§ **Aim**
Write out every one of the lines below word for word, in the same order.

§ **Supplied data**
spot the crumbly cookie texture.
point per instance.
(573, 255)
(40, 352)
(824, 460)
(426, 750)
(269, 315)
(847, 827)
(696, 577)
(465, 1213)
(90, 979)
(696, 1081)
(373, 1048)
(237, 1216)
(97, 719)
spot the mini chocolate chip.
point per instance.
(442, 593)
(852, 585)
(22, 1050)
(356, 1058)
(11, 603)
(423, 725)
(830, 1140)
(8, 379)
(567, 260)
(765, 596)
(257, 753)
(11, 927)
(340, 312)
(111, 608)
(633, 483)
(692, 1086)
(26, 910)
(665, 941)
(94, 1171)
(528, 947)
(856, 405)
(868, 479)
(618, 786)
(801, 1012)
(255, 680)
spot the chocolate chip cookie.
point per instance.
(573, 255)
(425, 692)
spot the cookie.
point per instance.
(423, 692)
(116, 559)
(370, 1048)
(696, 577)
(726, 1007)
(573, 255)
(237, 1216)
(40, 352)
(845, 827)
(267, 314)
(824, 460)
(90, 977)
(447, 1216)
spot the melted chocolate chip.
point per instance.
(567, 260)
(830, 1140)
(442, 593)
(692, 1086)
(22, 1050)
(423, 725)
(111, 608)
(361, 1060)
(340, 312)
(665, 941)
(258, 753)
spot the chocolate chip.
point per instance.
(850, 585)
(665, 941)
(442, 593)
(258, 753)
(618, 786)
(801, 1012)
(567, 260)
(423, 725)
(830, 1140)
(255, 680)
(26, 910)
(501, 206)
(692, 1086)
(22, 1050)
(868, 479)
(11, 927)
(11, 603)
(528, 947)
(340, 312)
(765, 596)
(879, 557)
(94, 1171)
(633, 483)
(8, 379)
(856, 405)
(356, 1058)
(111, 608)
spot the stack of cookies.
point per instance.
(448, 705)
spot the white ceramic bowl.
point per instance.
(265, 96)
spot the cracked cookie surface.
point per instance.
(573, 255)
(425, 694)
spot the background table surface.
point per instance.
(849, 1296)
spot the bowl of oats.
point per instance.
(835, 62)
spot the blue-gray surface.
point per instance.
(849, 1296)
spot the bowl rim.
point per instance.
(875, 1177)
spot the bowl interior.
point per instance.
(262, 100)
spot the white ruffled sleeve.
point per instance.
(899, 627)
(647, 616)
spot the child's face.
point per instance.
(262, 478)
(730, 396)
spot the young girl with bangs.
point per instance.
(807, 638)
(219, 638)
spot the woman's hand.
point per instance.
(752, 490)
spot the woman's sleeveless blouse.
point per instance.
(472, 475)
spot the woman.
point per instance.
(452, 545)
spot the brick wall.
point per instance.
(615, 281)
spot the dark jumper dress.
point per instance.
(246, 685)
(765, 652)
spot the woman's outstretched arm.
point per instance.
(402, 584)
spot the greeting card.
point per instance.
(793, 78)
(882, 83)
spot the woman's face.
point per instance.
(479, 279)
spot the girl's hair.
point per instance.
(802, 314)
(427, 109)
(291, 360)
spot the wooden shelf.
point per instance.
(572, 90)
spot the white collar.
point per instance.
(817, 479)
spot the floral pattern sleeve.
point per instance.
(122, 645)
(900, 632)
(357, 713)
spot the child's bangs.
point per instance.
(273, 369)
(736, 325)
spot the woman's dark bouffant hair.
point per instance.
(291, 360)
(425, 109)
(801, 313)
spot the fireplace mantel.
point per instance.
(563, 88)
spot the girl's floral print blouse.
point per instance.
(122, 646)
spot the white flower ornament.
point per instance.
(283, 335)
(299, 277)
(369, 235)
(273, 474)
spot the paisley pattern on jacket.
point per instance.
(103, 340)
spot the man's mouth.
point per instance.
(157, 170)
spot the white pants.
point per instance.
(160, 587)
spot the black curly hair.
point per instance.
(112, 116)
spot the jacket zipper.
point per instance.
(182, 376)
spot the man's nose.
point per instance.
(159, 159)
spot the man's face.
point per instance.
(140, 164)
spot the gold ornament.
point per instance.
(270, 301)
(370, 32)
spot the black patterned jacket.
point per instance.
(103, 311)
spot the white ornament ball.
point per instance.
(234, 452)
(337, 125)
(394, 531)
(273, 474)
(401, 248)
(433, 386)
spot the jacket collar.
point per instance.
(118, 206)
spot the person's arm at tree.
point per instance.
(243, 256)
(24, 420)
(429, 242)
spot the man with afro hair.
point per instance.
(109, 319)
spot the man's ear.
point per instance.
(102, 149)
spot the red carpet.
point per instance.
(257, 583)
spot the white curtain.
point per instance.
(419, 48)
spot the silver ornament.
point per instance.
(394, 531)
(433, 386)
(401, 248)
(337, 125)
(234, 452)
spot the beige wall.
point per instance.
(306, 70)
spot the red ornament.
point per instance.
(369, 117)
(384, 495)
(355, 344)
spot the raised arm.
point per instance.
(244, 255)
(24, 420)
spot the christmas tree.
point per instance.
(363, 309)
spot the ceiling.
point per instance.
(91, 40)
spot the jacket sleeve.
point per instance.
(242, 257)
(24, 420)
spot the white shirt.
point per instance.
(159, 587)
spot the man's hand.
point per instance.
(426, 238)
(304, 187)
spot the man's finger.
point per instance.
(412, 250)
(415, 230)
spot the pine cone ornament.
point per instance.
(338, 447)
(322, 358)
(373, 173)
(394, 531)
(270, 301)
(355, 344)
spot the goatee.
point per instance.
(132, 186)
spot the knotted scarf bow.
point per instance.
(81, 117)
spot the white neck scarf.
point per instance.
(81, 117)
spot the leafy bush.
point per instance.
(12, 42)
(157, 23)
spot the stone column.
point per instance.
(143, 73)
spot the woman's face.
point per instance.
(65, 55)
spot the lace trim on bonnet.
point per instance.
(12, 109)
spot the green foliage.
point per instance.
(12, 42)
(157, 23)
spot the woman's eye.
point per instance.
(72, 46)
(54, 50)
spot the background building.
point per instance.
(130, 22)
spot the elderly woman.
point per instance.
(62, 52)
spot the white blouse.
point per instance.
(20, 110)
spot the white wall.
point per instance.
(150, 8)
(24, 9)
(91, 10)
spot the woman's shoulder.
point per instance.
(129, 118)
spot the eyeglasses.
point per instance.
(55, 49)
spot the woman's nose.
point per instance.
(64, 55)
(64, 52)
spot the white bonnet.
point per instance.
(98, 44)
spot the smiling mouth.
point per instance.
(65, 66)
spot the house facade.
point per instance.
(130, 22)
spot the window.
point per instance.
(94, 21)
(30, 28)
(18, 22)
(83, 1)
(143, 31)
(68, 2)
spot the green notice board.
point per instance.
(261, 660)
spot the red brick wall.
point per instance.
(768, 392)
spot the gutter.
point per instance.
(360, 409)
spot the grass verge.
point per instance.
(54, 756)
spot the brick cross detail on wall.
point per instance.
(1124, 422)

§ **Task response**
spot the crumbly cookie texture.
point per instance.
(573, 255)
(40, 352)
(824, 460)
(426, 750)
(269, 315)
(847, 827)
(696, 577)
(465, 1213)
(90, 979)
(696, 1081)
(373, 1048)
(237, 1216)
(97, 719)
spot the mini chocolate chip.
point per instance.
(442, 593)
(852, 585)
(22, 1050)
(356, 1058)
(11, 603)
(423, 725)
(830, 1140)
(8, 379)
(567, 260)
(765, 596)
(257, 753)
(11, 927)
(340, 312)
(111, 608)
(633, 483)
(692, 1086)
(26, 910)
(665, 941)
(94, 1171)
(528, 947)
(856, 405)
(868, 479)
(618, 786)
(801, 1012)
(255, 680)
spot the chocolate chip cookie.
point per instance.
(573, 255)
(425, 692)
spot the cookie.
point per instance.
(423, 692)
(116, 559)
(370, 1048)
(696, 577)
(726, 1007)
(573, 255)
(237, 1216)
(40, 352)
(845, 827)
(267, 314)
(824, 460)
(90, 977)
(447, 1216)
spot the melted chocolate chip.
point per instance.
(567, 260)
(830, 1140)
(442, 593)
(692, 1086)
(22, 1050)
(423, 725)
(111, 608)
(361, 1060)
(340, 312)
(665, 941)
(258, 753)
spot the chocolate chip.
point per instance.
(850, 585)
(665, 941)
(442, 593)
(258, 753)
(618, 786)
(801, 1012)
(567, 260)
(423, 725)
(830, 1140)
(255, 680)
(26, 910)
(501, 206)
(692, 1086)
(22, 1050)
(868, 479)
(11, 927)
(11, 603)
(528, 947)
(340, 312)
(765, 596)
(879, 557)
(94, 1171)
(633, 483)
(8, 379)
(856, 405)
(356, 1058)
(111, 608)
spot the stack of cookies.
point per instance.
(448, 705)
spot the white ceramic bowl.
point per instance.
(265, 96)
spot the cracked cookie surface.
point per instance.
(573, 255)
(425, 694)
spot the background table surface.
point per instance.
(849, 1296)
spot the bowl of oats.
point per instance.
(835, 62)
spot the blue-gray surface.
point per instance.
(849, 1296)
spot the bowl rim.
point per instance.
(875, 1177)
spot the bowl interior.
point per instance.
(262, 100)
spot the white ruffled sleeve.
point per instance.
(899, 627)
(647, 616)
spot the child's face.
point per instance.
(262, 478)
(730, 396)
spot the young girl with bangs.
point per instance.
(807, 638)
(219, 638)
spot the woman's hand.
point per instance.
(752, 490)
spot the woman's sleeveless blouse.
point per instance.
(472, 475)
spot the woman.
point per instance.
(452, 545)
spot the brick wall.
point per instance.
(615, 281)
spot the dark jumper dress.
point per instance.
(246, 685)
(765, 652)
spot the woman's outstretched arm.
point per instance.
(402, 584)
spot the greeting card.
point per instance.
(793, 78)
(882, 83)
spot the woman's face.
point per instance.
(479, 279)
spot the girl's hair.
point per instance.
(802, 314)
(427, 109)
(291, 360)
spot the wooden shelf.
point per instance.
(572, 90)
spot the white collar.
point per instance.
(817, 479)
spot the floral pattern sleeve.
point per instance.
(122, 645)
(900, 632)
(357, 713)
spot the child's bangs.
point per instance.
(273, 369)
(736, 325)
spot the woman's dark bouffant hair.
point per instance.
(291, 360)
(425, 109)
(801, 313)
spot the fireplace mantel.
point per instance.
(563, 88)
spot the girl's floral print blouse.
point per instance.
(122, 646)
spot the white flower ornament.
point per instance.
(283, 335)
(299, 277)
(369, 235)
(273, 474)
spot the paisley pattern on jacket.
point per instance.
(103, 340)
spot the man's mouth.
point per instance.
(157, 170)
spot the white pants.
point per instance.
(160, 587)
spot the black curly hair.
point per instance.
(112, 116)
spot the jacket zipper.
point per instance.
(182, 376)
spot the man's nose.
point per instance.
(159, 159)
spot the man's face.
point per instance.
(140, 164)
spot the gold ornament.
point per instance.
(270, 301)
(370, 32)
spot the black patterned jacket.
point per instance.
(103, 311)
spot the white ornament ball.
point per instance.
(234, 452)
(337, 125)
(394, 531)
(273, 474)
(401, 248)
(433, 386)
spot the jacket collar.
point per instance.
(118, 206)
spot the person's arm at tree.
point per instance.
(243, 256)
(24, 420)
(429, 242)
spot the man with afro hair.
point per instance.
(109, 319)
spot the man's ear.
point per instance.
(102, 149)
spot the red carpet.
point per instance.
(257, 583)
spot the white curtain.
point per instance.
(419, 48)
spot the silver ornament.
point per instance.
(394, 531)
(433, 386)
(401, 248)
(337, 125)
(234, 452)
spot the beige wall.
point per instance.
(306, 70)
spot the red ornament.
point per instance.
(369, 117)
(384, 495)
(355, 344)
spot the raised arm.
point per instance.
(244, 255)
(24, 420)
spot the christmas tree.
point per instance.
(363, 309)
spot the ceiling.
point per instance.
(91, 40)
spot the jacket sleeve.
point per instance.
(242, 257)
(24, 420)
spot the white shirt.
point per instance.
(159, 587)
spot the man's hand.
point per instance.
(426, 238)
(304, 187)
spot the man's finger.
point per instance.
(412, 250)
(415, 230)
spot the pine cone ornament.
point per instance.
(338, 447)
(322, 358)
(373, 173)
(394, 531)
(270, 301)
(355, 344)
spot the goatee.
point per instance.
(132, 186)
spot the knotted scarf bow.
point per instance.
(81, 117)
spot the white neck scarf.
point per instance.
(81, 117)
spot the leafy bush.
point per instance.
(12, 42)
(157, 23)
spot the stone column.
point per instance.
(143, 73)
spot the woman's face.
point per instance.
(65, 55)
spot the lace trim on bonnet.
point per instance.
(12, 109)
spot the green foliage.
point per instance.
(12, 42)
(157, 23)
spot the woman's eye.
point per instance.
(72, 46)
(54, 50)
spot the background building.
point per instance.
(130, 22)
spot the elderly woman.
point per instance.
(62, 52)
spot the white blouse.
point per instance.
(20, 110)
spot the white wall.
point per instance.
(150, 8)
(24, 9)
(91, 10)
spot the woman's shoulder.
point per instance.
(129, 118)
spot the eyeglasses.
point per instance.
(55, 49)
spot the woman's nose.
point per instance.
(64, 55)
(64, 52)
spot the white bonnet.
point per instance.
(98, 44)
spot the smiling mouth.
point per instance.
(65, 66)
spot the house facade.
point per instance.
(130, 22)
spot the window.
point per instance.
(94, 21)
(30, 28)
(18, 22)
(83, 1)
(143, 31)
(68, 2)
spot the green notice board.
point per instance.
(261, 660)
spot the red brick wall.
point per instance.
(768, 392)
spot the gutter.
point per instance.
(360, 409)
spot the grass verge.
point per instance.
(54, 756)
spot the brick cross detail on wall.
point per instance.
(1124, 422)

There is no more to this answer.